- _WHAT YOU ARE ASKED TO DO_: Under this line are the records; write out word for word the part that begins at the line containing "Mark the hand holding chocolate with a point." and ends at the line containing "Mark the wood plank with a point.", and no more.

Top of PROVIDED DATA

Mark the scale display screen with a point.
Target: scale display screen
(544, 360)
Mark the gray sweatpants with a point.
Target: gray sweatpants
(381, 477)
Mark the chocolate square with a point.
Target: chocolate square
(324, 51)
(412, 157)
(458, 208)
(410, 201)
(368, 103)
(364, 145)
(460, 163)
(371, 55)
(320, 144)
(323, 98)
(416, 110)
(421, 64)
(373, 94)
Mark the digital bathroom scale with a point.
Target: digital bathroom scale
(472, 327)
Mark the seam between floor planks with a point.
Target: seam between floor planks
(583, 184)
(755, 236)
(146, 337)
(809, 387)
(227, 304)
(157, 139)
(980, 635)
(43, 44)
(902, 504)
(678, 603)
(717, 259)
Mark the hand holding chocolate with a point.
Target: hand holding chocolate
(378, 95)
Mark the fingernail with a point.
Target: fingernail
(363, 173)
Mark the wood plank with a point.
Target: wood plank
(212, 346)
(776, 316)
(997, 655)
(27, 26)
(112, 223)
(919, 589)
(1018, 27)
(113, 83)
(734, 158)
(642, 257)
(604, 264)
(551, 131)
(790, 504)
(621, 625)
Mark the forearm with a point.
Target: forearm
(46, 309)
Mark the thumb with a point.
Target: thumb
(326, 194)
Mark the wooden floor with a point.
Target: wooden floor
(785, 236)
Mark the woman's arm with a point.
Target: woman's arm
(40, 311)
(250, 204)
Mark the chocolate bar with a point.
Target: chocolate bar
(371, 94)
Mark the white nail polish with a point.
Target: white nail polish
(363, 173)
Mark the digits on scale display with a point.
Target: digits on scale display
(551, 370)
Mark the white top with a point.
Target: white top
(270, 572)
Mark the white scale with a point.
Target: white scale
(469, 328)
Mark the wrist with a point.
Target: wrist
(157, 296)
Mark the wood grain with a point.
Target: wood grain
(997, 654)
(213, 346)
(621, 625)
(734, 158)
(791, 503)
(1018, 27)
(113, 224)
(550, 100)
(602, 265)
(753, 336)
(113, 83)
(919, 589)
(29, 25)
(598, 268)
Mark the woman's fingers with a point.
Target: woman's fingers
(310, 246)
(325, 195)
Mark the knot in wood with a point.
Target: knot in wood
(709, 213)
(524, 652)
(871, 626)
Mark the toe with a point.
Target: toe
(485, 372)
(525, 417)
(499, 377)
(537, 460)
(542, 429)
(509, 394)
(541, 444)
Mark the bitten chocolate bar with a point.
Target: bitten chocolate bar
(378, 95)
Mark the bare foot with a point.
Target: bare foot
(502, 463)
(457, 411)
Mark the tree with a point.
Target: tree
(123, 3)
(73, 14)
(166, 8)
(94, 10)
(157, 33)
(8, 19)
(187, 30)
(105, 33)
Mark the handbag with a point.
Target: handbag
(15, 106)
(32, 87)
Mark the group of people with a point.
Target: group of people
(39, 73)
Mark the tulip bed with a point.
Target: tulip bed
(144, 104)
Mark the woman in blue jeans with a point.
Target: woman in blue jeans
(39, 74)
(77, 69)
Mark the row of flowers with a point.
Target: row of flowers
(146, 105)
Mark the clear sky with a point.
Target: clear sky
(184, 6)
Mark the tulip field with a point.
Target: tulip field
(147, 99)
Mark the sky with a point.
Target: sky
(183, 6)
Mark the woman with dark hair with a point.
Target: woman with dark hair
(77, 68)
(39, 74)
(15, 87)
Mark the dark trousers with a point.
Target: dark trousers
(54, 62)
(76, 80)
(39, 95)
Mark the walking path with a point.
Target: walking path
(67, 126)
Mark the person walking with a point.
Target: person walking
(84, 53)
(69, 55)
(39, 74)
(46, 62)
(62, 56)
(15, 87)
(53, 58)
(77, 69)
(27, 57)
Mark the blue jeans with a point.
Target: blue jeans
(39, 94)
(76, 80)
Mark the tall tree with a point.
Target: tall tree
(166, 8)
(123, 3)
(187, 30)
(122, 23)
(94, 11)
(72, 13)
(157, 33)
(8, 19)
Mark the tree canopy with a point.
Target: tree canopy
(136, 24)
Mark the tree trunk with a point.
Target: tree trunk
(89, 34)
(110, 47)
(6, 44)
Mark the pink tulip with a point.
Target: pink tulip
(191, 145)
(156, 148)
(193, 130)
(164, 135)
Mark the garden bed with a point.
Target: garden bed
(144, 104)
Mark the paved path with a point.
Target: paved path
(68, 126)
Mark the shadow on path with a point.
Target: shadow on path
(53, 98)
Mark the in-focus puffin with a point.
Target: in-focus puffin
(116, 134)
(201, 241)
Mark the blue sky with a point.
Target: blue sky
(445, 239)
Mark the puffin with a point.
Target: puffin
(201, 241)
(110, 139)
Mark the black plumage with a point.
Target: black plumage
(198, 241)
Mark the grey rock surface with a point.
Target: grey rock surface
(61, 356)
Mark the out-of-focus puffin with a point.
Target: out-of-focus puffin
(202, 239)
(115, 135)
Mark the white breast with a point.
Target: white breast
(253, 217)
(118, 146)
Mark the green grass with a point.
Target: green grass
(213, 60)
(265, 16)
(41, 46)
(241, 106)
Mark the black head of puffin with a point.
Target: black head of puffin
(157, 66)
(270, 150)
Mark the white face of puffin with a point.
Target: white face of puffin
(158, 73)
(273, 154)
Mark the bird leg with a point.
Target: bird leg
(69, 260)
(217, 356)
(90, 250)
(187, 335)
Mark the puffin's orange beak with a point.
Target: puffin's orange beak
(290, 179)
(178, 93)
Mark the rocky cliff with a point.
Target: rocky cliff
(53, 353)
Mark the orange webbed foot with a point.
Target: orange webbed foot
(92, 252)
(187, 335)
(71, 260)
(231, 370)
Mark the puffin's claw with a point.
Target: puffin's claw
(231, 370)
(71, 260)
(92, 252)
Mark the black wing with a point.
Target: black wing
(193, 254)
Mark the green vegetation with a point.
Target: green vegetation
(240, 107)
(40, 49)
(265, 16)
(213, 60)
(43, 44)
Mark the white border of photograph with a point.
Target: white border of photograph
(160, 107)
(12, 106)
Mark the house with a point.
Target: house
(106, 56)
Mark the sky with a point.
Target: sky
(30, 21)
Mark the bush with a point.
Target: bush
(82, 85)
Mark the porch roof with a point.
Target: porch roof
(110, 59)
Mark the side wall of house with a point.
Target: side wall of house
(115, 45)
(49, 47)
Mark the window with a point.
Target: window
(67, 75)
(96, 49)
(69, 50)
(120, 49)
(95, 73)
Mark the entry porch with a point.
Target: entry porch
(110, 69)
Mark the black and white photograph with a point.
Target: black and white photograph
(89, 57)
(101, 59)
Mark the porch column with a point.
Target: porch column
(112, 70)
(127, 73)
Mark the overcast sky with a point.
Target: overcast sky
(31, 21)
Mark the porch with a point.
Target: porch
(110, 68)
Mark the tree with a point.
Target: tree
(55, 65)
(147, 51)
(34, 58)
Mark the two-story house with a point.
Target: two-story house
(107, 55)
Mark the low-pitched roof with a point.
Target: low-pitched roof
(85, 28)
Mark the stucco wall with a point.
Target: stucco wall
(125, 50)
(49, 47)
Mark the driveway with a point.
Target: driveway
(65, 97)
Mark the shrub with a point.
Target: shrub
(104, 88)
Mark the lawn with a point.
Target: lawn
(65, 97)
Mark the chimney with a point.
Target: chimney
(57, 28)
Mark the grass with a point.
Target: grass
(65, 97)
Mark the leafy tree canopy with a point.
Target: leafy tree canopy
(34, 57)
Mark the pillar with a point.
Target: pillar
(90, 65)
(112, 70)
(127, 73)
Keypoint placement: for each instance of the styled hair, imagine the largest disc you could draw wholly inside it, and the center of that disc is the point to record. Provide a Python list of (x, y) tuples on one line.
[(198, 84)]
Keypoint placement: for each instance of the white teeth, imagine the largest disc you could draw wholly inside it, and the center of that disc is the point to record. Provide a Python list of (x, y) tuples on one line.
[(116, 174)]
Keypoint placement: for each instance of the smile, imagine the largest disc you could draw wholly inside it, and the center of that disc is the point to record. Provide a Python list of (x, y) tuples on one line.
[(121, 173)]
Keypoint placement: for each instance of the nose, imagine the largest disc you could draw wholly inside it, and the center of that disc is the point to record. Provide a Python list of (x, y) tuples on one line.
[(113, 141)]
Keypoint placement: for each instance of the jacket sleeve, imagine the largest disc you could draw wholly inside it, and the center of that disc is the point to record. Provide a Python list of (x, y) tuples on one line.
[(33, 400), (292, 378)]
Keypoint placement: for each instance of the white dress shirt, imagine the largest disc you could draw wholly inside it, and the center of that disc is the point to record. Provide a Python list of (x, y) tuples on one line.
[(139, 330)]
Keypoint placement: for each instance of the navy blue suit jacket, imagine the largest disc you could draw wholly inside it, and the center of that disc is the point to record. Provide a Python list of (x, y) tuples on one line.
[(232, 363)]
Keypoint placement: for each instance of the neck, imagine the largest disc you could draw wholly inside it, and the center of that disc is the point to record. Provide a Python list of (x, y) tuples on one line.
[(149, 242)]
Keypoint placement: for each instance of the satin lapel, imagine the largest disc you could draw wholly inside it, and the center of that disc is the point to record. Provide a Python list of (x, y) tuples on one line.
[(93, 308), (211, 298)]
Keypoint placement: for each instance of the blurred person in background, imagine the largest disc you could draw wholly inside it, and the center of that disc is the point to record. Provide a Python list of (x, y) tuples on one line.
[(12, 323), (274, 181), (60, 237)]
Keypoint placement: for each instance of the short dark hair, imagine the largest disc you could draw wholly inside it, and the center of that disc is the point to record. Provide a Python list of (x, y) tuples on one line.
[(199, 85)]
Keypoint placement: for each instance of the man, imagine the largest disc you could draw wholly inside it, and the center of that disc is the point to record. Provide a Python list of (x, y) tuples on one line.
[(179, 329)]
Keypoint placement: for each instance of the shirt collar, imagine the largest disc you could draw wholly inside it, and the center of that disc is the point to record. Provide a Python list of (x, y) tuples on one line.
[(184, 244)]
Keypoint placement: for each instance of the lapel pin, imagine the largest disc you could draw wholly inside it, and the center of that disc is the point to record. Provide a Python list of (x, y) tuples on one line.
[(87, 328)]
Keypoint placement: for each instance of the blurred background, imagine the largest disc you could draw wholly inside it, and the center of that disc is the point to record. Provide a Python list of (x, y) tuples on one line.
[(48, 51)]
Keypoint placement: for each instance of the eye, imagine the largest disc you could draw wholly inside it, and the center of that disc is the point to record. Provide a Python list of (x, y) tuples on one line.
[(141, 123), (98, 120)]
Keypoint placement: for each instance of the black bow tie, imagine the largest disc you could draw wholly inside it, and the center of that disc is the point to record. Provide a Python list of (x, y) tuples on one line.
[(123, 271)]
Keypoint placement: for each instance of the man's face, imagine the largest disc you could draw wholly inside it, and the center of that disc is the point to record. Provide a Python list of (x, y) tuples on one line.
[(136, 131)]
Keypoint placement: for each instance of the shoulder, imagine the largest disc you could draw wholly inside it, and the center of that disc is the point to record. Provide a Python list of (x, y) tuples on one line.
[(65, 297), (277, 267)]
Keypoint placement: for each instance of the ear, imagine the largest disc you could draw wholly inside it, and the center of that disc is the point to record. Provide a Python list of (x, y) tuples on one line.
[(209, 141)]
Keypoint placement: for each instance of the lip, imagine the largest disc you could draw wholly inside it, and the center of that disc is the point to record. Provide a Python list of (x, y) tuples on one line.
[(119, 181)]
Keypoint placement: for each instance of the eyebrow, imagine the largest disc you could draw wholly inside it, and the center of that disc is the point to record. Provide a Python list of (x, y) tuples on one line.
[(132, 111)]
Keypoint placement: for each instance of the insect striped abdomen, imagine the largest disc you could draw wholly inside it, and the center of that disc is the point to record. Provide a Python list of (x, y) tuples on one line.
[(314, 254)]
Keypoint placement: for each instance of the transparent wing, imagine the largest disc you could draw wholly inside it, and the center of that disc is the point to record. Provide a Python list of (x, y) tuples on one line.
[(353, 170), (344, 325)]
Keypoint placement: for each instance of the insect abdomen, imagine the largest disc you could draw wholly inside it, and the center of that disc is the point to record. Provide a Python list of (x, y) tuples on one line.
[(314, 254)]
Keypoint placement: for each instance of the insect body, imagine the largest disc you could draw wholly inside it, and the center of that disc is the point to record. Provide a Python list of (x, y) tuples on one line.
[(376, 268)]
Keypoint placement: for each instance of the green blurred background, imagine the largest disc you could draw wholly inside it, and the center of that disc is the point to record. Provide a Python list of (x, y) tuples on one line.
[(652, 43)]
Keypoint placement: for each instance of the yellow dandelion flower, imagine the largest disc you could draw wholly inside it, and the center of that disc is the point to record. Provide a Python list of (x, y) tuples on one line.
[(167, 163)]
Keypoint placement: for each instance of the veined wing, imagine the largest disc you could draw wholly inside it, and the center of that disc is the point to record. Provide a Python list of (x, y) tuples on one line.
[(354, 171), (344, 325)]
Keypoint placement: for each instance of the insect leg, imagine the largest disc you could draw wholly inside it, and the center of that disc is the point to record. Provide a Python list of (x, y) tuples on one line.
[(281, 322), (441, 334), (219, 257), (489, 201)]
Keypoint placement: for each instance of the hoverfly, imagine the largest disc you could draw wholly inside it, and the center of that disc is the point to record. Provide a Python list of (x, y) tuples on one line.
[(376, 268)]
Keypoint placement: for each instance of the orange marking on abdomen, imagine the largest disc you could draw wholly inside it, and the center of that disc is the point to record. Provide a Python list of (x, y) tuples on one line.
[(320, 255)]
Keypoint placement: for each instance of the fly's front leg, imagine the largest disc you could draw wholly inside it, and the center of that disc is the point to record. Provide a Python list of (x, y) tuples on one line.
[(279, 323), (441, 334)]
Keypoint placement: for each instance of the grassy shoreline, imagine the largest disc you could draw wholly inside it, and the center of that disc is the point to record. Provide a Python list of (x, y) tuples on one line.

Bottom of PROVIDED DATA

- _OUTPUT FOR THIS TASK_:
Mark the hand holding chocolate with a point.
Target: hand holding chocolate
(378, 95)
Mark the fingernail with a point.
Target: fingernail
(363, 173)
Mark the wood plank with a point.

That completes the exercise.